• [Written instruction] Copy the data from the line containing "of the seagull;" through the end of the data, inclusive, with the requests included, and adjust every coordinate in the answers by adding -38 to each number. Leave the pictures out.

• [Materials provided]
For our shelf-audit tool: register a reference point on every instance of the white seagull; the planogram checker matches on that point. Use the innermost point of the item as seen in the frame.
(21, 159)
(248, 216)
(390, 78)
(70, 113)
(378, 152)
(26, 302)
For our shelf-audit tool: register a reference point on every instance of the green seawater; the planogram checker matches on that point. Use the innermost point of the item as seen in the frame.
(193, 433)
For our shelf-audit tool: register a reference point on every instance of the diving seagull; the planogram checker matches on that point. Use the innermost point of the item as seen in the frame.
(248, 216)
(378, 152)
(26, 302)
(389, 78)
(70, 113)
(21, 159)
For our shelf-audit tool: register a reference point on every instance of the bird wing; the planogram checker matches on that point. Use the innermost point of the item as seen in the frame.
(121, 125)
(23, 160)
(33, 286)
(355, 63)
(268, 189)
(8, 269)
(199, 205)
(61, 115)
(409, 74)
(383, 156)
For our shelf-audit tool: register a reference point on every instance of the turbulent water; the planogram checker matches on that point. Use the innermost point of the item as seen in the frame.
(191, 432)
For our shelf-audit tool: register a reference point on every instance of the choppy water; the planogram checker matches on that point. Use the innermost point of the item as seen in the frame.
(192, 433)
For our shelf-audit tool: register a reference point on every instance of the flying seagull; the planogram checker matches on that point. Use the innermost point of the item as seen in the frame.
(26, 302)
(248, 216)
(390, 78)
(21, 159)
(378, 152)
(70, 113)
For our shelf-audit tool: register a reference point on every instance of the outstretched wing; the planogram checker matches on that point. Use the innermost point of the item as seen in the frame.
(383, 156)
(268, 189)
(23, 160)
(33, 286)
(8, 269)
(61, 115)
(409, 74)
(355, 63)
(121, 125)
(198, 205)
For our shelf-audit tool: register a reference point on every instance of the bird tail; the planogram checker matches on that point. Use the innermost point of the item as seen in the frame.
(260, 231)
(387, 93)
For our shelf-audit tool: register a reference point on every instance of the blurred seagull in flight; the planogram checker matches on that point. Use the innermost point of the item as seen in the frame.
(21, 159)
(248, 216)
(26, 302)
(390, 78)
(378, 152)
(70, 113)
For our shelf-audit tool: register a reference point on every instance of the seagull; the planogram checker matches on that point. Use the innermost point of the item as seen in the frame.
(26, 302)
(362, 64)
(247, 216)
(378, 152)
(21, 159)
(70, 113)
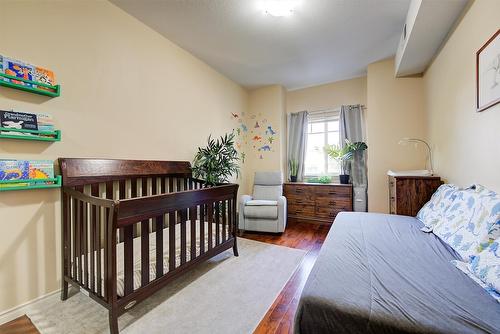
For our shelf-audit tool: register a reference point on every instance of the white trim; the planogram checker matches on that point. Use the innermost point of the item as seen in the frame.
(21, 310)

• [Solution for this exercise]
For our shelf-audit tool: register a reference point on every instance of the seagull; the planogram checker matches on that point. Use the innermost point of the item as seen in the frame.
(-12, 264)
(324, 26)
(209, 178)
(340, 114)
(-17, 121)
(32, 75)
For our shelf-audit tool: register a reference point on every instance of the white trim; the planogram checker matches on that point. Use the innermost point of the item as seen in the frame.
(-17, 272)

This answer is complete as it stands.